--- Ejercicio escrito ---
Di si cada afirmación coincide con el fragmento sobre el viaje de Martín, contestando sí o no y citando las palabras del fragmento que lo deciden: (a) Martín iba solo en la camioneta; (b) cada minuto pagaban el peaje en Tlalpan 50 vehículos; (c) la caseta abrió sus 14 carriles.

Acaba de suceder. Y aunque Martín suponía que sería así o al menos muy similar, nunca lo tuvo claro sino hasta que lo leyó en el periódico días después. Pero ahí, libre al fin, al volante de la camioneta, con su mujer e hijos, al salir del Pedregal con rumbo a Cuernavaca y, quince minutos más tarde, frenando lentamente, sabía muy poco al respecto. El suyo era uno de los 50 vehículos que cada minuto pagaban el peaje en Tlalpan el pasado 30 de abril. Abierta de par en par, la caseta habilitó 10 de sus 14 carriles para el paso de los voraces vacacionistas durante el «puente» más largo del año.

--- Material proporcionado ---

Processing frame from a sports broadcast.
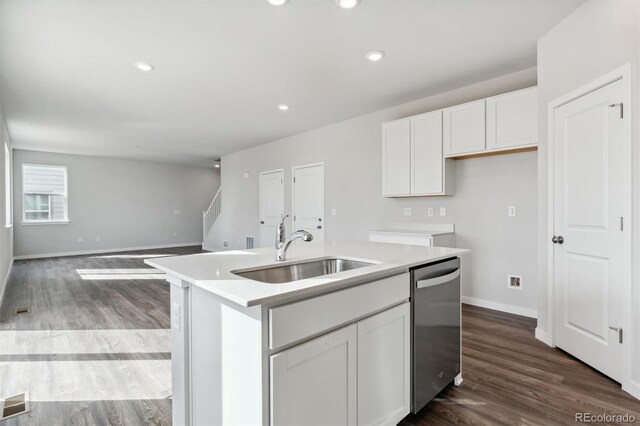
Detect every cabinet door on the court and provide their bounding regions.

...

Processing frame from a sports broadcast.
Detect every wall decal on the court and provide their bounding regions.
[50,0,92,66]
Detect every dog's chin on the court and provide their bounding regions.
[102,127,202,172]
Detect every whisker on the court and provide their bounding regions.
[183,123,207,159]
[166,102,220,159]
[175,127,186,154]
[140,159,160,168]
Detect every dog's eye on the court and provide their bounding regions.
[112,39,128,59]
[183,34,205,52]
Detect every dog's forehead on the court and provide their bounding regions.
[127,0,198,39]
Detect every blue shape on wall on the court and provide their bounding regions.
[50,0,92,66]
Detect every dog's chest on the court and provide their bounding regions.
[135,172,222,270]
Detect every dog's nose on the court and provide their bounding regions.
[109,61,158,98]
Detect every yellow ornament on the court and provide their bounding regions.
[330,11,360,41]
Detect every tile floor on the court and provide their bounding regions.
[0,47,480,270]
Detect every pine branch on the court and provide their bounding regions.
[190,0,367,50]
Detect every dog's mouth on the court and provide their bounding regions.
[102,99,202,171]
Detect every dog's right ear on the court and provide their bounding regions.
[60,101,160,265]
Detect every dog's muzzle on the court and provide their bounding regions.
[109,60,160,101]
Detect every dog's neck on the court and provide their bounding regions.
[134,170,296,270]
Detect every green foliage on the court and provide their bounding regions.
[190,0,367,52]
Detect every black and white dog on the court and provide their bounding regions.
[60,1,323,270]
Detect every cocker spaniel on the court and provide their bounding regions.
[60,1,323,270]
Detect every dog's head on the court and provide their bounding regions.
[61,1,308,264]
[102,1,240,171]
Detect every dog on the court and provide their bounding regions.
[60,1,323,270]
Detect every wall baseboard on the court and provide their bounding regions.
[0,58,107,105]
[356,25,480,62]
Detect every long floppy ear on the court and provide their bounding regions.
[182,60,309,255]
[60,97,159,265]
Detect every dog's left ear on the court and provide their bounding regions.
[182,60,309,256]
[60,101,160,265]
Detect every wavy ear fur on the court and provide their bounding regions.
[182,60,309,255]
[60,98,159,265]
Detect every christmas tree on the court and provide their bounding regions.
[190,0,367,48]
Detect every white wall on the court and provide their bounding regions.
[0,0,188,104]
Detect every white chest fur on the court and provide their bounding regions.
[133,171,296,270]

--- Respuesta del ejercicio ---
(a) No: «con su mujer e hijos».
(b) Sí: «El suyo era uno de los 50 vehículos que cada minuto pagaban el peaje en Tlalpan».
(c) No: «la caseta habilitó 10 de sus 14 carriles».